→ Excerpts from a dataset:
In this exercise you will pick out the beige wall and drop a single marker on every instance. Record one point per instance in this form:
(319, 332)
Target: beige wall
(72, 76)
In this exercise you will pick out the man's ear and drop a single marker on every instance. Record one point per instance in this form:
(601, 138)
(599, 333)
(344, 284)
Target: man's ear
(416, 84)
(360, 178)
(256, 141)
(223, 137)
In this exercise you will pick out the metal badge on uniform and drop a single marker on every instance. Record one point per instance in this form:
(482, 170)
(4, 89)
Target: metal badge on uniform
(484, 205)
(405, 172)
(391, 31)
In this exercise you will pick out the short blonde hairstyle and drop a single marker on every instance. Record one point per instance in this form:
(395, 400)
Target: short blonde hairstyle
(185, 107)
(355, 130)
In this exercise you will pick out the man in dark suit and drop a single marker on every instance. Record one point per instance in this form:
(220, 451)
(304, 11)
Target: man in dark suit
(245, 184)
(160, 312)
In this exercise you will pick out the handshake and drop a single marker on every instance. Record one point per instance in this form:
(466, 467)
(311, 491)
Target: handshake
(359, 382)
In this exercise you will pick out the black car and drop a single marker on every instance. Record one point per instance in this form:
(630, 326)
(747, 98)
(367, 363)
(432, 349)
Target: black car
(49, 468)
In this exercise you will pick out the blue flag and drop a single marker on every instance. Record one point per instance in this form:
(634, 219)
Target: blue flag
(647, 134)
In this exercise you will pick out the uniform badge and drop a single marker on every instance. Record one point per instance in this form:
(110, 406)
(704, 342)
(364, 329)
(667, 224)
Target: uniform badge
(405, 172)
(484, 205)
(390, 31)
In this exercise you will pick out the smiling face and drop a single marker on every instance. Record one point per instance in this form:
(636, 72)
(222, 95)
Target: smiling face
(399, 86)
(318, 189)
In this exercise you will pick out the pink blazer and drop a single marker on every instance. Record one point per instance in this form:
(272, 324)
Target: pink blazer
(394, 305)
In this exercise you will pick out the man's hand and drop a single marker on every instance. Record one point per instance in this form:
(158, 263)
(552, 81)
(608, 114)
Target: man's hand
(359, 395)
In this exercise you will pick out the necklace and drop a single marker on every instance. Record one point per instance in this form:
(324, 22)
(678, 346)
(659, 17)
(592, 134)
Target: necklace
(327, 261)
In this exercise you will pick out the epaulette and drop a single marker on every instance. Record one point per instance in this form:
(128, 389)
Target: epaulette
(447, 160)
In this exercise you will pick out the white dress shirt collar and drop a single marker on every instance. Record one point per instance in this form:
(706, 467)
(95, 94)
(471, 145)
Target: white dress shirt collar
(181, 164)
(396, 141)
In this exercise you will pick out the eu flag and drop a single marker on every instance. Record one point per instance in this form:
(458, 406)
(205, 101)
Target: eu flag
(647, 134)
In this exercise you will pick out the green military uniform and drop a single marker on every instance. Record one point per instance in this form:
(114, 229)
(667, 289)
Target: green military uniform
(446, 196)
...
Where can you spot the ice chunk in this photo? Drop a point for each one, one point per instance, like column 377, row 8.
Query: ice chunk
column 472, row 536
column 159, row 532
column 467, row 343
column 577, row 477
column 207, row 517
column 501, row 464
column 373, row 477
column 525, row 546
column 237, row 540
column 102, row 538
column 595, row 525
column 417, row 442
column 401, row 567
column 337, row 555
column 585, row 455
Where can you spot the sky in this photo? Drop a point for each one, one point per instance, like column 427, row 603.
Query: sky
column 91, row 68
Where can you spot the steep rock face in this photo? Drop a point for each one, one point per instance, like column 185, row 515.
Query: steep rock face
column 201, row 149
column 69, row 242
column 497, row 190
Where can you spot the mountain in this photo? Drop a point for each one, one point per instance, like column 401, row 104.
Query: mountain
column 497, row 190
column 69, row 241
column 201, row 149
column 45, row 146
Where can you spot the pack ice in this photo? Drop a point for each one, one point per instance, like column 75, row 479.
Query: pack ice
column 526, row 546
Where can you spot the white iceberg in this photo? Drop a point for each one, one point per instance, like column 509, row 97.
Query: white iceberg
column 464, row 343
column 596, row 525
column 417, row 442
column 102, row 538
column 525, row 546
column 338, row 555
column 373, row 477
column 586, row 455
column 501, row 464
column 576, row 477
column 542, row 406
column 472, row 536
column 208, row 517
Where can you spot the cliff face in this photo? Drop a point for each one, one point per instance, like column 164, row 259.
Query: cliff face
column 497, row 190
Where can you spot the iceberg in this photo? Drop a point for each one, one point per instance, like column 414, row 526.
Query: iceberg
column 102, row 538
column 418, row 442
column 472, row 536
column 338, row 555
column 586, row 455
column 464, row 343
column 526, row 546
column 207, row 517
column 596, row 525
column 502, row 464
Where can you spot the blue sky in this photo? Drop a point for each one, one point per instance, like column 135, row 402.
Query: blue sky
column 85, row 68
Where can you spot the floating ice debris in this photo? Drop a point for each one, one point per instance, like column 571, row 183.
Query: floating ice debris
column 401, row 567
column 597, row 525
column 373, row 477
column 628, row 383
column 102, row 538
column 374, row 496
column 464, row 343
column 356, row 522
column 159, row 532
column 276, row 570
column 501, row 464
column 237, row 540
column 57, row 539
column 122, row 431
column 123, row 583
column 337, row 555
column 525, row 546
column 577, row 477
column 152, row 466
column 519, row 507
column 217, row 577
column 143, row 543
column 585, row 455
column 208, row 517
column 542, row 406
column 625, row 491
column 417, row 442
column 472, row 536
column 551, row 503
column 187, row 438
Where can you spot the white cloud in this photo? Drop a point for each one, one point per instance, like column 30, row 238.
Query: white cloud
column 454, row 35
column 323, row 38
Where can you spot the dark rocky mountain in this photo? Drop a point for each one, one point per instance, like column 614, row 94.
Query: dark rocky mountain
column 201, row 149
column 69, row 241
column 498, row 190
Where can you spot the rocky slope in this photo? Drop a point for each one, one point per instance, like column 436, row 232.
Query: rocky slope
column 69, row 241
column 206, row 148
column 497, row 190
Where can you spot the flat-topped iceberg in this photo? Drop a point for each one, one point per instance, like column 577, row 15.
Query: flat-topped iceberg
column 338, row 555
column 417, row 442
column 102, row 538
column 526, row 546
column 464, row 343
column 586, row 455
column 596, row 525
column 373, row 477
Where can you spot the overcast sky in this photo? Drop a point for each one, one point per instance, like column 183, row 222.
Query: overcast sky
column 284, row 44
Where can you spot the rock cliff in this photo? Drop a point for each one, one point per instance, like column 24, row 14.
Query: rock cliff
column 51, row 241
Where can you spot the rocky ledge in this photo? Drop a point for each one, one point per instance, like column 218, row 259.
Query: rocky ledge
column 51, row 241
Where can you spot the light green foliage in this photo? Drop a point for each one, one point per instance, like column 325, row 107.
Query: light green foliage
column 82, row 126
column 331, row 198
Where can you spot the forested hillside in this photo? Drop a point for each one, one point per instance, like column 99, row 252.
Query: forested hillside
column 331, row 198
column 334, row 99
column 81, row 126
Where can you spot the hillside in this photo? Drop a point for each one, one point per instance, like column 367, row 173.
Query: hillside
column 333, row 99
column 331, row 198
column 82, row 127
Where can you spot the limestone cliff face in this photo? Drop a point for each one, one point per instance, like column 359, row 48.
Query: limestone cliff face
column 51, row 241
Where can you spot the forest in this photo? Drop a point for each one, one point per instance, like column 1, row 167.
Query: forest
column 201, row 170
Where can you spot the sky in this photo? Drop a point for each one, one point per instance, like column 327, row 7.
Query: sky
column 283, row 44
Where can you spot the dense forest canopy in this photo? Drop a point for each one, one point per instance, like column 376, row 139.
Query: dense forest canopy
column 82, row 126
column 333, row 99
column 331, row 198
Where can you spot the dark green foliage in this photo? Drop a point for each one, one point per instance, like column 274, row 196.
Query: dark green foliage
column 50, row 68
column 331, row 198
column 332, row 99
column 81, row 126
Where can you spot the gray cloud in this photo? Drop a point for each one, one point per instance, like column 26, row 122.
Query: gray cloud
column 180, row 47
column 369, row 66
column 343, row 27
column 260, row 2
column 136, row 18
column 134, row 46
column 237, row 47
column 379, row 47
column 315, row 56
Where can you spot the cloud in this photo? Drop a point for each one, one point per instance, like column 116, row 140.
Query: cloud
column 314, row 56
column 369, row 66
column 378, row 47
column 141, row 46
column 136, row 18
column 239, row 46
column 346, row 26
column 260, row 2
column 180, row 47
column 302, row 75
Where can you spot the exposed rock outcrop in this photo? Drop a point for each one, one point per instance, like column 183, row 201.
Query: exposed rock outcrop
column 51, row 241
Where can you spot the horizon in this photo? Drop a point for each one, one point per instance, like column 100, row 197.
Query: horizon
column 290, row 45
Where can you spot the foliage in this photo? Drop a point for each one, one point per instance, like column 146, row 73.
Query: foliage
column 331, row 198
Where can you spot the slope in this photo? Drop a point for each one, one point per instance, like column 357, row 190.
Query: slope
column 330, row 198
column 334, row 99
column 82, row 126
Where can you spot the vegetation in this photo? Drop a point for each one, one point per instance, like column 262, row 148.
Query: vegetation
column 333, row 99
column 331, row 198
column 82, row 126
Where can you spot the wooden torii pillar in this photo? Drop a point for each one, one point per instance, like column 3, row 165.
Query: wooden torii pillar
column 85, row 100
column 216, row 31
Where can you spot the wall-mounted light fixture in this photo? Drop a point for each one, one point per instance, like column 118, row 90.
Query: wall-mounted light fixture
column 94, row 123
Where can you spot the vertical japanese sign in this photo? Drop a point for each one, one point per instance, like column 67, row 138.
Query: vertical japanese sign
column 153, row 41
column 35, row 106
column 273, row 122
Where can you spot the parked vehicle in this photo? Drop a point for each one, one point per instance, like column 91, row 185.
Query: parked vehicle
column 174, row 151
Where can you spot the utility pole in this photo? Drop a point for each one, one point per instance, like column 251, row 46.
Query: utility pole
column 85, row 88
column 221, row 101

→ Directions for this task: Write down again, exactly as given, only the lines above that fall from the line with "Query: iceberg" to the line with "Where can you spot the floating", inclusive.

→ Solution to this exercise:
Query: iceberg
column 102, row 538
column 418, row 442
column 472, row 536
column 338, row 555
column 586, row 455
column 464, row 343
column 526, row 546
column 207, row 517
column 596, row 525
column 502, row 464
Where can you spot the blue sky in this photo? Drop a point for each one, one point per instance, like column 135, row 402.
Query: blue sky
column 85, row 68
Where can you spot the floating ice debris in this photo? Drop a point for each one, one point per instance, like column 571, row 183.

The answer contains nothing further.